* Stored data entries
====
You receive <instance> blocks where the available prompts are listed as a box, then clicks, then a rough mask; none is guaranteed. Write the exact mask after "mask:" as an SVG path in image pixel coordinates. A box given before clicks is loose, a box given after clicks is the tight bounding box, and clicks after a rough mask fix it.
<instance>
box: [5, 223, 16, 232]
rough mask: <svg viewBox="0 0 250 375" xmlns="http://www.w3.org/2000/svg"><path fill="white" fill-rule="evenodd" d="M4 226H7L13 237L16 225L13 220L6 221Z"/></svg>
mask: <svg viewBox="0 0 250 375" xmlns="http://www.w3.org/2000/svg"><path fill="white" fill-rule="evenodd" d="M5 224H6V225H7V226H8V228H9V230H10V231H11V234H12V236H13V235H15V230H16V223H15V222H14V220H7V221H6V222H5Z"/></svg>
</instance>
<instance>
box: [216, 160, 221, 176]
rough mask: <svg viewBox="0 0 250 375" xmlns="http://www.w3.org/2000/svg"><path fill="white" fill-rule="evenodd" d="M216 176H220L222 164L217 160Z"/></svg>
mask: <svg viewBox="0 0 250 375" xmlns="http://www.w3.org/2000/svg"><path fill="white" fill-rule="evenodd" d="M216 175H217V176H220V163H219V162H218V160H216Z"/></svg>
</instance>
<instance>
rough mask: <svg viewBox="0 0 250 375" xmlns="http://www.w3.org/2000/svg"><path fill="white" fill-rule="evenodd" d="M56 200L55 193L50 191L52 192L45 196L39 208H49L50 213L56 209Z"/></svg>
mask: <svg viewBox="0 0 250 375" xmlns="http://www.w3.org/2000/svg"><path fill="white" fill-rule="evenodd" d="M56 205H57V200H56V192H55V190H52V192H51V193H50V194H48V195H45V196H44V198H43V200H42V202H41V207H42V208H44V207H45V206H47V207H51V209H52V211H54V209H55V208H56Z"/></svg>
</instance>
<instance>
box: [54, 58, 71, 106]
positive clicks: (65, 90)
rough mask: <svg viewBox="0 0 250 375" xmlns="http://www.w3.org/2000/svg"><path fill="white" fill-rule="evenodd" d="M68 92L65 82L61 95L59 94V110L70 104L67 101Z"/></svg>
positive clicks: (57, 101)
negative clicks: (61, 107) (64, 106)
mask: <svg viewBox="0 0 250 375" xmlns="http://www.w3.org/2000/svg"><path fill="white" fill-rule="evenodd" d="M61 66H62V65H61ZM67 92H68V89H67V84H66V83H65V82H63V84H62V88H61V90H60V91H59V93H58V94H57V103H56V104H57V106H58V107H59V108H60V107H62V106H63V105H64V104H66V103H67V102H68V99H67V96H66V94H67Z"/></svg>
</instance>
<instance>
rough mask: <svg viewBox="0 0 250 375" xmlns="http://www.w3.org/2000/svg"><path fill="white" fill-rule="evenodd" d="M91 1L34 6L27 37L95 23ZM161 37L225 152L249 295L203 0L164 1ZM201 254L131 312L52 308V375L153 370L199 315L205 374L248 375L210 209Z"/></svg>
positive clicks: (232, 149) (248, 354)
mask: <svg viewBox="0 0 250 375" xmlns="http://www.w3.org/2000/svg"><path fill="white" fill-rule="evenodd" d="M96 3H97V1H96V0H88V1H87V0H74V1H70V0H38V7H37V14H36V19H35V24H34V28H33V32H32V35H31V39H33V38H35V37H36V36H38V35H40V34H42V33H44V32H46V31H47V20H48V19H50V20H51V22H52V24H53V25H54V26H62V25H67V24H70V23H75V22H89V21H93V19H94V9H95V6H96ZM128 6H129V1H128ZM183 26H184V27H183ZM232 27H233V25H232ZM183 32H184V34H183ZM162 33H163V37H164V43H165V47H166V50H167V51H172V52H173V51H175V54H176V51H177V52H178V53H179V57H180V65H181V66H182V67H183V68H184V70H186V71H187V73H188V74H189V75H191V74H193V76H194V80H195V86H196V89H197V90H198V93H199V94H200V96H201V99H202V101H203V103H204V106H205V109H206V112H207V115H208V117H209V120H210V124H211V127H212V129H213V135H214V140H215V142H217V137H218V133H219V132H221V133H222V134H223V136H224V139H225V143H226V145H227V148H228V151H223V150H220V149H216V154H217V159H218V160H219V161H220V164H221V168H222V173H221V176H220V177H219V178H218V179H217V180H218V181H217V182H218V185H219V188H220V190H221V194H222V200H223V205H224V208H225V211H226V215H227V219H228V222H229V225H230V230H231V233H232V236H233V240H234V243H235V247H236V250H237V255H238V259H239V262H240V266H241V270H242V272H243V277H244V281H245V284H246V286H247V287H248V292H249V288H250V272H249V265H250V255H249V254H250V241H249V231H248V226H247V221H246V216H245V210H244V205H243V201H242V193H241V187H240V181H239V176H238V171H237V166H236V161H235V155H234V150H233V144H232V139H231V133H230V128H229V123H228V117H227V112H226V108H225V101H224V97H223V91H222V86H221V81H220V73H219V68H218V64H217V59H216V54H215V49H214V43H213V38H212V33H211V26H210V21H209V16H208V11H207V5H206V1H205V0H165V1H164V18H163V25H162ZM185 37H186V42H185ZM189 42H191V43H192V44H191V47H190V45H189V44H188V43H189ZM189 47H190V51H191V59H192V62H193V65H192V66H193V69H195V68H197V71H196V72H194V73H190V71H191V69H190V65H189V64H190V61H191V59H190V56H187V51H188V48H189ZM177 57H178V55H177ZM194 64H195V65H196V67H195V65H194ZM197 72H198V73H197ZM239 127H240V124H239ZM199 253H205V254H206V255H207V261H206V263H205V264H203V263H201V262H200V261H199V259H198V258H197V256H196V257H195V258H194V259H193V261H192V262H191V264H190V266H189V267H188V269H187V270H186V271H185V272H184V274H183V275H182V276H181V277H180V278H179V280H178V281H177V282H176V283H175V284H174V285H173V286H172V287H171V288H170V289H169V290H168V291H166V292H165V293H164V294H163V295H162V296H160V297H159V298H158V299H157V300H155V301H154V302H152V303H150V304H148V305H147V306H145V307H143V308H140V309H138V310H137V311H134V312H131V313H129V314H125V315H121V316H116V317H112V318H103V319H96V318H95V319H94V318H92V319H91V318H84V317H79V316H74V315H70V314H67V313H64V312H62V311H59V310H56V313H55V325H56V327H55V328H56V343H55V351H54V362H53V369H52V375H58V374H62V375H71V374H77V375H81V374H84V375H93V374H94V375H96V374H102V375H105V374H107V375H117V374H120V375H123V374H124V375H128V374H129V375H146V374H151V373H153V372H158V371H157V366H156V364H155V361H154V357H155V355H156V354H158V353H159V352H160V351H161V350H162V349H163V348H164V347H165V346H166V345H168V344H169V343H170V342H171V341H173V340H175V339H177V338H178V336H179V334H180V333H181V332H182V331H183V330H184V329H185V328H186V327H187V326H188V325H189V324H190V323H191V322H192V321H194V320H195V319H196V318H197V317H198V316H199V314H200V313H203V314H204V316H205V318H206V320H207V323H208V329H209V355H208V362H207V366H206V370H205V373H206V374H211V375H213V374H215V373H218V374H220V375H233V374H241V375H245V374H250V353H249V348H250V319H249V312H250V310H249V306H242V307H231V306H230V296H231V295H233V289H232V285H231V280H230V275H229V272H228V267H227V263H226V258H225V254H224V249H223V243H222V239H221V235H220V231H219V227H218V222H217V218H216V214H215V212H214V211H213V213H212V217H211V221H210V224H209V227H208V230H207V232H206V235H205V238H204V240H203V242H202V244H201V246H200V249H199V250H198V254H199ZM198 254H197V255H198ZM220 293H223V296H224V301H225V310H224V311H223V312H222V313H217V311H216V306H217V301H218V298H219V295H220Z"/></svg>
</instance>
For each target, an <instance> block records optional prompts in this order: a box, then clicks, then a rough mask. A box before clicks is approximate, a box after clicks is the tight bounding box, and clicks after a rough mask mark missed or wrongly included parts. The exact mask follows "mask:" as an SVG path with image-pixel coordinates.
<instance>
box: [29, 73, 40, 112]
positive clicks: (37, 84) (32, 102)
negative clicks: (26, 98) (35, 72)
====
* What is being asked
Filter the records above down to the lines that contain the string "image". Copy each of those lines in full.

* Response box
You receive <instance> blocks where the available prompts are listed as a box, then clicks, then a rough mask; none is guaranteed. Write the exact mask after "mask:" as an SVG path in image pixel coordinates. A box given before clicks is loose, a box given after clicks is the tight bounding box, and clicks after a rough mask fix it.
For each target, an <instance> block records optional prompts in this order: a box, then clicks, then a rough mask. A box before clicks is approximate, a box after clicks is the tight bounding box, and clicks after a rough mask mark missed or wrongly included parts. The exact mask follows "mask:" as an SVG path with image-pixel coordinates.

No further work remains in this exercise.